■ TEXTAUSZUG:

<<<<

Die politische Posse um den Kreml-Kritiker und Oppositionellen Alexej Nawalny scheint kein Ende zu nehmen und ist mittlerweile in die nächste Runde eingetreten. Nach Aufrufen zu weitläufigen Protesten im ganzen Land sind die russischen Sicherheitsbehörden nicht gerade zimperlich gegen diese Entwicklung vorgegangen, wahrscheinlich um jüngste Bilder nach Art des Nachbarlandes Weißrussland in eigenen Gefilden zu vermeiden.
In Weißrussland ist es indes im Lauf der vergangenen Wochen merklich ruhiger geworden, während sich abzuzeichnen beginnt, dass der belarussische Staatschef Lukaschenko nach wie vor fest im Sattel zu sitzen scheint. Dies mag insbesondere auch daran liegen, dass führende Köpfe der Opposition inzwischen verhaftet wurden, im Gefängnis einsitzen oder ins umliegende Ausland geflüchtet sind.
Wie dem auch sei, für den Moment erweckt es den Anschein, als ob die Entfachung einer farbigen Revolution nach dem Vorbild der Ukraine im Jahr 2014 sowohl in Weißrussland als auch in der Russischen Föderation fürs Erste im Keim erstickt worden ist.

>>>>

■ AUFGABEN:
a – Gib an, in wie vielen Zeilen der Einträge das Wort „target“ vorkommt, und nenne nur die Zahl. Groß- und Kleinschreibung ist zu beachten.
b – Führe den Text über die Proteste in Russland und Weißrussland im Anschluss an seinen letzten Satz weiter.

■ VORLIEGENDE EINTRÄGE:
<<<<

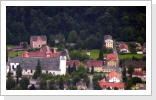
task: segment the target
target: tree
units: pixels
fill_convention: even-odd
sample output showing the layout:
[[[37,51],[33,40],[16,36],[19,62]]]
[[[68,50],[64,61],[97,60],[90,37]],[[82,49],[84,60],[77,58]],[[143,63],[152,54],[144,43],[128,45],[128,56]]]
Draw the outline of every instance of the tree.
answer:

>>>>
<<<<

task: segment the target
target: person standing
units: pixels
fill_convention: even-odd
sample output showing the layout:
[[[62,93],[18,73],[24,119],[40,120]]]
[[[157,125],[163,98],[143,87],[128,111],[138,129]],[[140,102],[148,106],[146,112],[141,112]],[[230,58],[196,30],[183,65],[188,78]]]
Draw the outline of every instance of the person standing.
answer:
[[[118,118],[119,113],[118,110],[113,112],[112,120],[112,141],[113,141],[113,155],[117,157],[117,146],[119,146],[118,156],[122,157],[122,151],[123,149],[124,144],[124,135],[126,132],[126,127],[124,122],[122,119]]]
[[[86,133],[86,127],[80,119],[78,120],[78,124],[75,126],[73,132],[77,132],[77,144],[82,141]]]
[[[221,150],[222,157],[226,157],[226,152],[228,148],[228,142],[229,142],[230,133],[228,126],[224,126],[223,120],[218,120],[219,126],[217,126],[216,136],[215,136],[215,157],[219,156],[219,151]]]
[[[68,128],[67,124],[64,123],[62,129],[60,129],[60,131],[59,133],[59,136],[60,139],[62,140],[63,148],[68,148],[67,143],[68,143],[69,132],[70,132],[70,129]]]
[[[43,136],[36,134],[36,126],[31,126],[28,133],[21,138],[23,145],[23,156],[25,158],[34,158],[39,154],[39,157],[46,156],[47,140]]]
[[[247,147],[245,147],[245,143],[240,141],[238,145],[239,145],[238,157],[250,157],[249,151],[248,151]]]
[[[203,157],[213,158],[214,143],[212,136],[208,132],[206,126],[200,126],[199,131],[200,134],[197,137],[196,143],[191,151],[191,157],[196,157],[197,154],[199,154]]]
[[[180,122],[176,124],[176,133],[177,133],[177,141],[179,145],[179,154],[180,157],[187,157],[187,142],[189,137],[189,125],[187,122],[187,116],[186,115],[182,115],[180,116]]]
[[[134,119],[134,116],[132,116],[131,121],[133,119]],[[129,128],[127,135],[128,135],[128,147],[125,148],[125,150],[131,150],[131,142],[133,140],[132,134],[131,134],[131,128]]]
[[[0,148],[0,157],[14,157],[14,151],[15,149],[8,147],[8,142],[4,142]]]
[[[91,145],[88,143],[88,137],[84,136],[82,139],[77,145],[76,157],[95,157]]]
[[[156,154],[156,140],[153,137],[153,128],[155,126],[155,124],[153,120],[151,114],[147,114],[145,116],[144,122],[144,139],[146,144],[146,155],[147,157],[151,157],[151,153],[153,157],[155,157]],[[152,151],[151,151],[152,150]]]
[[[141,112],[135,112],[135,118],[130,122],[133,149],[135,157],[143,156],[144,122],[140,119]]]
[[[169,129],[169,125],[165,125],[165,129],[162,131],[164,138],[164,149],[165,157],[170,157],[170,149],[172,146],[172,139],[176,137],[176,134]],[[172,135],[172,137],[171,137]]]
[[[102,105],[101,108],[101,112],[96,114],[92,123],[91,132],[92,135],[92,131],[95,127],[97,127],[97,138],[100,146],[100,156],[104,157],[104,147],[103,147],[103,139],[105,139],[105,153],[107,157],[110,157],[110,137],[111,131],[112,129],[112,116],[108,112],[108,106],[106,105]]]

>>>>

■ LÖSUNGEN:
a – 4

b –
Nawalny – der Spaltpilz
Doch natürlich setzt sich diese Geschichte unvermittelt fort, da die Verhaftung und jüngst erfolgte gerichtliche Verurteilung des Anti-Kreml-Aktivisten Alexej Nawalny und dessen Einlieferung in ein russisches Gefängnis einen politischen Keil zwischen Russland und die westeuropäischen Nationen treiben. Tausende Regime-Gegner sitzen mittlerweile ebenfalls in russischen Gefängnissen ein.
Zuerst war es eine Verhängung von politischen Sanktionen in Form eines Reisebanns gegen ausgewählte Geheimdienstmitarbeiter und diplomatische Beamte, welcher sich beide Seiten im Zuge der aktuellen Entwicklungen jeweils im Sinne einer Vergeltung bedient haben.
Russisches Außenministerium droht mit Abbruch der Beziehung zur EU, falls weitere Sanktionen folgen
Berichten zufolge teilten europäische Diplomaten gegenüber Reuters in der letzten Woche mit, dass die Europäische Union gegen politische Verbündete des russischen Präsidenten Wladimir Putin womöglich schon in diesem Monat Reiseverbote und Einfrierungen von Vermögenswerten aussprechen könnte.
Sollte es tatsächlich zu einer Verabschiedung von solchen Maßnahmen kommen, hat das russische Außenministerium seinerseits nun mit einem kompletten Abbruch der Beziehungen zur Europäischen Union gewarnt.
Diplomatisches Personal als Protest-Auslöser und Teilnehmer?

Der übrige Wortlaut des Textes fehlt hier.